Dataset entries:

--- --- ---

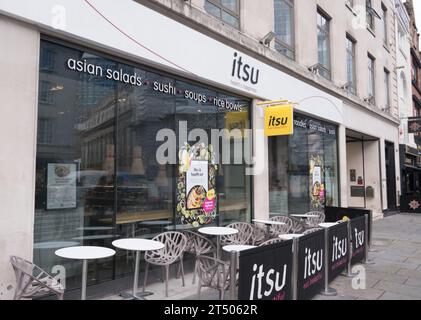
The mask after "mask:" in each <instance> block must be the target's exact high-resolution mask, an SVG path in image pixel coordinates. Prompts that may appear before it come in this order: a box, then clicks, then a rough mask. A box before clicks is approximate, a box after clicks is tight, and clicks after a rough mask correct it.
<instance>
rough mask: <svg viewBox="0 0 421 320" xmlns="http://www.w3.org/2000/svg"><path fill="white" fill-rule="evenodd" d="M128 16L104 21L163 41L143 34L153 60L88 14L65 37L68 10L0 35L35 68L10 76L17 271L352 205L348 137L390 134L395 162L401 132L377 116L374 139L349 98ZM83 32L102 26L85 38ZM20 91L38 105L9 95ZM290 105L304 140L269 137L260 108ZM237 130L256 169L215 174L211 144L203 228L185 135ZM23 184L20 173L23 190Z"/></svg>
mask: <svg viewBox="0 0 421 320" xmlns="http://www.w3.org/2000/svg"><path fill="white" fill-rule="evenodd" d="M98 5H99V3H98ZM119 5H120V6H122V9H121V12H124V16H123V15H121V16H120V15H119V13H118V12H115V10H114V7H113V2H112V1H104V2H103V3H102V4H101V5H100V7H101V10H102V12H103V13H104V14H105V15H107V16H108V15H109V16H115V19H116V21H114V23H115V24H118V25H119V26H120V28H122V29H124V30H132V31H133V30H144V28H145V26H148V30H155V31H156V32H155V33H150V32H148V31H146V30H145V32H141V33H139V34H138V35H137V36H136V37H138V38H139V39H137V41H141V42H142V45H139V43H136V42H134V41H132V40H130V39H129V38H127V36H124V35H123V34H122V33H121V32H119V31H118V30H116V29H115V28H114V27H112V26H111V25H110V24H109V22H107V21H106V20H104V19H103V18H102V17H101V16H98V14H97V13H96V12H95V11H93V10H91V8H89V7H87V6H86V4H85V3H84V2H83V1H68V2H66V25H65V27H64V26H60V25H58V26H57V25H52V22H51V12H52V9H54V8H56V9H57V10H59V9H60V6H59V8H57V7H56V1H43V2H42V3H40V4H37V10H30V8H31V6H33V5H31V2H25V1H23V2H21V3H20V4H15V3H6V4H2V8H1V10H2V11H1V12H0V13H1V14H2V15H1V16H0V34H1V35H3V36H4V37H3V39H5V40H4V41H5V48H7V49H5V51H4V52H3V53H2V55H3V56H4V57H5V60H6V61H7V60H8V61H9V62H10V61H19V64H20V65H22V66H24V67H19V66H16V63H17V62H15V63H11V65H12V68H10V69H7V70H5V72H6V76H5V78H8V79H12V80H13V81H9V82H5V83H4V86H3V87H2V90H3V91H4V92H5V95H4V96H5V105H7V106H8V110H7V112H8V113H10V116H9V118H8V119H7V121H6V120H3V121H2V124H3V126H0V127H2V130H4V132H3V131H2V132H3V133H4V136H6V135H7V134H6V132H9V134H10V132H20V134H19V135H18V136H17V138H16V141H13V143H10V141H8V140H4V141H3V142H4V144H5V145H7V148H5V150H6V151H7V152H6V153H5V155H3V159H2V160H3V161H4V163H5V164H6V163H8V167H9V168H10V170H8V172H5V173H4V179H5V181H7V182H8V188H9V189H10V190H9V191H8V192H7V193H4V194H2V196H1V198H0V200H2V201H3V209H4V211H8V212H9V214H10V215H12V216H13V219H11V220H10V223H9V224H8V226H7V227H5V226H3V227H2V229H0V231H1V232H0V241H1V243H4V247H5V248H6V249H5V252H6V254H5V257H6V256H8V255H11V254H16V255H20V256H23V257H25V258H27V259H29V260H32V259H33V260H34V262H35V263H38V264H40V265H42V266H44V267H45V268H46V269H47V270H48V271H51V268H52V266H54V265H57V264H64V262H63V261H58V260H54V259H55V258H54V256H53V251H54V250H53V248H51V247H48V246H47V247H45V245H44V243H48V242H77V243H82V244H89V245H91V244H97V245H104V246H110V243H111V241H112V240H113V239H114V238H115V237H116V236H120V237H125V236H141V237H151V236H153V235H154V234H156V233H159V232H161V231H164V230H168V229H170V228H171V227H175V226H176V225H177V224H180V223H182V222H188V223H191V224H193V226H195V227H198V226H200V225H203V224H208V223H215V224H219V225H226V224H228V223H230V222H234V221H246V222H251V219H252V218H253V217H254V218H263V219H266V218H268V217H269V216H270V215H271V214H291V213H304V212H307V211H311V210H323V208H324V206H326V205H334V206H335V205H341V206H347V205H348V204H349V203H350V200H349V199H350V197H349V196H348V191H349V185H348V180H347V177H348V169H347V168H346V161H347V151H346V150H347V142H346V136H347V133H346V129H347V128H351V129H353V130H354V129H358V130H361V131H367V130H368V131H370V132H367V134H369V133H372V132H371V131H376V132H377V136H378V137H379V141H380V142H379V143H380V147H379V148H380V149H381V146H382V145H381V143H382V141H383V143H384V141H385V138H384V137H383V136H382V135H383V134H384V133H385V132H386V131H385V127H387V129H390V128H392V132H391V133H390V134H389V133H388V134H389V136H390V137H387V139H390V140H392V141H395V140H394V131H393V130H394V129H396V128H394V126H393V124H387V125H386V126H385V125H384V121H383V120H382V119H380V118H378V117H372V123H373V126H372V128H361V127H359V126H360V125H361V124H359V123H358V120H356V121H355V119H360V118H361V117H362V116H366V115H365V112H364V111H362V110H360V109H358V108H354V107H347V108H349V111H346V110H345V109H346V108H345V107H344V103H343V101H342V100H341V99H340V98H338V97H337V96H334V95H332V94H330V93H328V92H326V91H323V90H321V89H319V88H318V87H316V86H314V85H311V84H309V83H308V82H305V81H302V80H300V79H297V78H294V77H292V76H290V75H288V74H286V73H285V72H282V71H281V70H279V69H277V68H275V67H273V66H270V65H268V64H266V63H264V62H262V61H260V60H258V59H256V58H254V57H252V56H248V55H247V54H245V53H242V52H241V51H240V50H238V49H237V48H233V47H231V46H229V45H226V44H224V43H222V42H219V41H217V40H215V39H213V38H210V37H208V36H206V35H204V34H202V33H200V32H198V31H195V30H193V29H191V28H189V27H187V26H185V25H182V24H180V23H178V22H176V21H174V20H171V19H169V18H167V17H165V16H163V15H161V14H159V13H157V12H155V11H153V10H150V9H148V8H146V7H143V6H142V5H139V4H137V3H135V2H133V1H121V3H120V4H119ZM80 8H83V9H84V10H80ZM81 20H86V21H89V25H92V26H96V27H95V28H92V29H88V28H80V24H79V21H81ZM133 33H134V34H136V32H135V31H133ZM199 43H200V45H198V44H199ZM183 46H186V48H182V47H183ZM187 47H188V48H187ZM158 53H159V54H158ZM28 75H29V76H28ZM19 81H20V82H19ZM20 89H22V90H24V91H25V92H26V93H27V94H24V95H21V96H19V97H16V95H14V94H11V93H12V92H16V91H17V90H20ZM279 98H282V99H287V100H290V101H294V102H296V103H297V106H296V108H295V121H294V125H295V132H294V135H292V136H290V137H271V138H267V137H264V135H263V131H262V130H263V128H264V116H263V115H264V108H263V107H260V106H257V105H256V103H257V102H258V101H261V100H276V99H279ZM347 112H348V113H349V114H348V113H347ZM3 122H4V123H3ZM182 123H187V124H186V126H187V127H186V128H181V126H182ZM12 124H14V125H13V126H12ZM232 128H240V129H253V133H252V134H251V136H247V135H245V134H243V133H242V134H240V135H236V136H235V137H233V139H232V146H231V147H232V149H235V147H236V144H237V143H240V144H241V145H242V146H243V148H245V146H249V148H251V149H252V154H253V156H254V159H253V160H254V165H250V163H244V161H243V162H241V163H236V162H235V161H234V160H232V161H231V163H229V164H223V165H219V163H213V162H212V160H211V158H212V155H211V154H212V151H211V149H210V148H209V145H210V144H211V143H208V144H206V146H205V149H206V152H210V154H209V155H208V156H207V155H204V158H202V159H195V160H202V161H203V160H206V161H207V163H208V164H207V168H208V170H207V174H208V177H207V179H206V184H207V189H206V188H205V190H206V191H209V190H208V189H211V190H212V189H214V191H215V193H216V201H215V203H214V205H215V208H214V210H209V212H207V213H208V215H205V214H203V213H202V212H201V211H200V210H199V212H197V210H196V211H195V210H193V212H194V214H191V210H185V209H186V208H187V207H188V206H190V204H189V205H188V203H187V202H188V200H187V198H188V196H189V193H190V191H191V190H193V189H194V188H195V187H196V185H194V186H192V188H189V187H188V186H187V184H188V183H186V180H185V179H186V178H185V176H182V175H180V167H182V166H183V163H182V160H181V161H180V159H182V158H183V153H181V154H179V152H178V151H179V149H180V148H182V147H185V148H191V147H192V146H193V145H194V141H195V140H196V139H195V138H193V139H191V140H190V139H184V140H183V139H179V136H180V135H182V134H181V133H182V132H181V131H183V130H185V131H187V133H188V132H191V131H192V130H193V129H202V130H204V131H205V132H206V133H208V135H209V134H210V135H211V133H210V132H211V131H212V130H216V129H217V130H223V129H232ZM161 129H170V130H172V131H173V132H174V135H175V137H176V138H177V139H176V144H175V147H176V148H175V149H176V150H177V152H176V156H175V158H176V161H175V162H174V163H164V164H162V163H159V162H158V161H157V157H156V154H157V152H158V150H159V148H160V146H162V145H163V144H165V142H166V140H165V139H163V140H160V141H159V140H157V134H158V132H159V131H160V130H161ZM6 130H7V131H6ZM241 132H244V131H241ZM396 132H397V129H396ZM397 137H398V135H397V134H396V139H397ZM187 140H188V141H187ZM185 143H187V144H188V146H187V147H186V145H185ZM383 146H384V144H383ZM218 150H219V149H218ZM378 150H379V149H378ZM378 152H380V155H382V154H384V153H381V150H380V151H378ZM200 153H201V152H199V154H200ZM378 159H379V162H378V164H377V168H378V172H379V174H378V176H377V178H376V179H378V180H376V181H377V182H376V183H377V185H376V188H377V190H378V192H376V194H375V201H376V205H375V206H373V209H374V210H379V211H380V212H381V207H382V205H383V203H384V202H385V200H384V199H383V198H382V197H385V195H384V192H382V190H384V189H385V188H386V185H385V184H384V183H383V180H382V178H381V177H382V175H381V172H382V170H383V165H384V161H383V162H382V161H381V159H382V158H381V156H379V157H378ZM199 167H200V166H199V165H198V169H199ZM250 168H252V170H250ZM248 169H249V170H248ZM14 171H16V172H20V176H19V177H20V179H19V182H17V179H16V174H15V173H13V172H14ZM205 171H206V169H205ZM183 173H184V174H188V172H187V171H185V172H183ZM57 177H58V178H57ZM66 177H69V178H68V179H67V180H66V188H65V189H63V188H62V189H61V190H66V192H65V193H64V194H60V193H57V192H56V190H57V187H58V186H61V187H63V185H60V184H61V183H63V180H61V181H60V179H59V178H66ZM183 183H184V185H183ZM180 184H181V188H180ZM200 185H202V184H200ZM23 188H24V190H23ZM180 189H181V190H183V189H184V190H188V192H187V191H185V192H184V193H183V192H180ZM194 190H196V191H201V190H200V188H199V189H194ZM202 191H203V190H202ZM199 193H200V192H199ZM183 200H184V201H183ZM192 206H193V209H195V208H194V204H193V205H192ZM190 209H191V207H190ZM186 211H188V212H187V213H186ZM9 214H8V217H9ZM206 217H210V219H209V220H208V219H207V218H206ZM22 221H23V222H22ZM158 222H159V224H158ZM167 227H168V229H165V228H167ZM5 257H1V259H2V260H1V261H0V274H2V275H4V276H2V278H1V280H2V281H1V282H2V283H6V284H10V283H13V281H14V280H13V273H12V271H11V270H10V268H9V264H8V261H7V258H5ZM65 266H66V265H65ZM66 267H67V268H68V269H69V273H70V274H69V275H68V276H69V277H72V276H76V275H79V274H80V270H79V268H80V266H76V267H74V265H73V266H72V265H71V264H70V265H67V266H66ZM67 268H66V269H67ZM131 268H132V267H131V264H130V263H128V262H127V259H126V256H121V257H119V256H117V257H116V258H115V260H113V259H111V260H109V261H105V262H104V265H102V266H101V267H100V268H98V270H100V273H99V274H97V275H96V276H95V280H92V279H91V283H98V282H102V281H109V280H112V279H117V278H119V277H123V276H124V275H126V274H130V272H131ZM69 279H70V278H69ZM72 285H73V286H74V287H76V286H78V282H77V280H76V281H73V283H72V280H71V279H70V282H69V286H70V287H71V286H72ZM0 290H3V291H2V292H4V293H5V294H6V295H8V294H10V292H9V291H8V290H7V289H6V288H0Z"/></svg>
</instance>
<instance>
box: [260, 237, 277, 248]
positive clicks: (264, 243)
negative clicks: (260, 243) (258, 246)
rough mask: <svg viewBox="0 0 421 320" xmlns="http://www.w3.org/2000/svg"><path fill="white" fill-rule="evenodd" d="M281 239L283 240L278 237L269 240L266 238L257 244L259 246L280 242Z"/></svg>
mask: <svg viewBox="0 0 421 320" xmlns="http://www.w3.org/2000/svg"><path fill="white" fill-rule="evenodd" d="M282 241H283V240H282V239H280V238H273V239H270V240H267V241H265V242H263V243H261V244H260V245H259V247H264V246H269V245H271V244H275V243H281V242H282Z"/></svg>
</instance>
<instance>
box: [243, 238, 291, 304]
mask: <svg viewBox="0 0 421 320" xmlns="http://www.w3.org/2000/svg"><path fill="white" fill-rule="evenodd" d="M239 260H240V262H239V267H240V269H239V270H240V272H239V273H240V275H239V287H238V299H239V300H291V298H292V285H291V281H292V280H291V277H292V241H285V242H280V243H276V244H273V245H269V246H263V247H258V248H256V249H251V250H247V251H242V252H240V259H239Z"/></svg>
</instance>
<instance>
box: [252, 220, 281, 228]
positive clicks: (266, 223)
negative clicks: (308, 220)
mask: <svg viewBox="0 0 421 320" xmlns="http://www.w3.org/2000/svg"><path fill="white" fill-rule="evenodd" d="M253 222H257V223H263V224H271V225H274V226H284V225H286V223H285V222H279V221H272V220H260V219H254V220H253Z"/></svg>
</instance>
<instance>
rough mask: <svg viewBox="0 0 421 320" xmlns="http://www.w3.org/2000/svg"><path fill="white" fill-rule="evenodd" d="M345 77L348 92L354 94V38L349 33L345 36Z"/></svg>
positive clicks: (355, 64) (354, 51)
mask: <svg viewBox="0 0 421 320" xmlns="http://www.w3.org/2000/svg"><path fill="white" fill-rule="evenodd" d="M346 77H347V90H348V92H350V93H352V94H356V92H357V83H356V82H357V81H356V63H355V40H354V39H353V38H351V36H349V35H347V37H346Z"/></svg>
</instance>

--- --- ---

## Task brief:
Only a word-for-word repetition of the lines from the one containing "box: [252, 220, 281, 228]" to the final line of the data above counts as the answer.

## Task solution:
box: [252, 220, 281, 228]
positive clicks: (266, 223)
negative clicks: (308, 220)
mask: <svg viewBox="0 0 421 320" xmlns="http://www.w3.org/2000/svg"><path fill="white" fill-rule="evenodd" d="M253 222H257V223H263V224H271V225H274V226H284V225H286V223H285V222H279V221H272V220H260V219H254V220H253Z"/></svg>
</instance>
<instance>
rough mask: <svg viewBox="0 0 421 320" xmlns="http://www.w3.org/2000/svg"><path fill="white" fill-rule="evenodd" d="M345 77L348 92L354 94V38L349 33L345 36Z"/></svg>
positive clicks: (355, 64) (354, 51)
mask: <svg viewBox="0 0 421 320" xmlns="http://www.w3.org/2000/svg"><path fill="white" fill-rule="evenodd" d="M346 77H347V90H348V92H350V93H352V94H356V92H357V83H356V82H357V81H356V63H355V40H354V39H353V38H351V36H349V35H347V37H346Z"/></svg>
</instance>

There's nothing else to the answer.